Exercise prompt:
Edit the lines from the start of the items through the line containing "Target: man standing on tank" by replacing "biggest" with "largest". Give back only those lines, with nothing else changed.

[Stored items from a collection]
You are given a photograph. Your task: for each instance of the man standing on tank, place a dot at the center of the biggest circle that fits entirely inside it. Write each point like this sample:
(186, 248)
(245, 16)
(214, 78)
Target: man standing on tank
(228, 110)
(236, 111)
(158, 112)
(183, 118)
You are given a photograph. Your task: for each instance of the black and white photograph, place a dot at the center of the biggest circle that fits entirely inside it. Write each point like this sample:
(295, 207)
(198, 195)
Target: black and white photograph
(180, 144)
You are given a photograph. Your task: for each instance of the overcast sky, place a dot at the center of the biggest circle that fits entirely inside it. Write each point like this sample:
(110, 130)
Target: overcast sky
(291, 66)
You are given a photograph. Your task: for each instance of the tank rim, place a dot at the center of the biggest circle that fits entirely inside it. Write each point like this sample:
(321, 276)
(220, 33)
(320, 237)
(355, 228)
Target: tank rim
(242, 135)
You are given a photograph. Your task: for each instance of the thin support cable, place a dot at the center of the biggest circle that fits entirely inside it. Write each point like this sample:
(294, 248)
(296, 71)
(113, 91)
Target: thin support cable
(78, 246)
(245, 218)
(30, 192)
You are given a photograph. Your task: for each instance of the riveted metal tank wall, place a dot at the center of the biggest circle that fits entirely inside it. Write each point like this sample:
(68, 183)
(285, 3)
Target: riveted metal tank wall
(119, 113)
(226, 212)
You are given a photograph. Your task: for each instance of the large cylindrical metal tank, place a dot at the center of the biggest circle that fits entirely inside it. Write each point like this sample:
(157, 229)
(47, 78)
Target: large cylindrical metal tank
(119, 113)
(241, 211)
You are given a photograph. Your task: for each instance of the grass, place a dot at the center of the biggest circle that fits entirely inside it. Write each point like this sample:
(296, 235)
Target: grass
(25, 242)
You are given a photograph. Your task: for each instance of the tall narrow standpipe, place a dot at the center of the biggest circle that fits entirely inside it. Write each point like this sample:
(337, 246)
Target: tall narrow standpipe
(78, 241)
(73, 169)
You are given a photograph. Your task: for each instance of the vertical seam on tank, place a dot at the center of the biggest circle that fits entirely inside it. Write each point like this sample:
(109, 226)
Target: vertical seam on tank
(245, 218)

Solution:
You are given a photograph. Your task: for each instance of the man standing on tank, place a dot at the center of the largest circle that fits entirely inside it. Write each point like this sample:
(186, 248)
(245, 16)
(214, 78)
Target: man standing on tank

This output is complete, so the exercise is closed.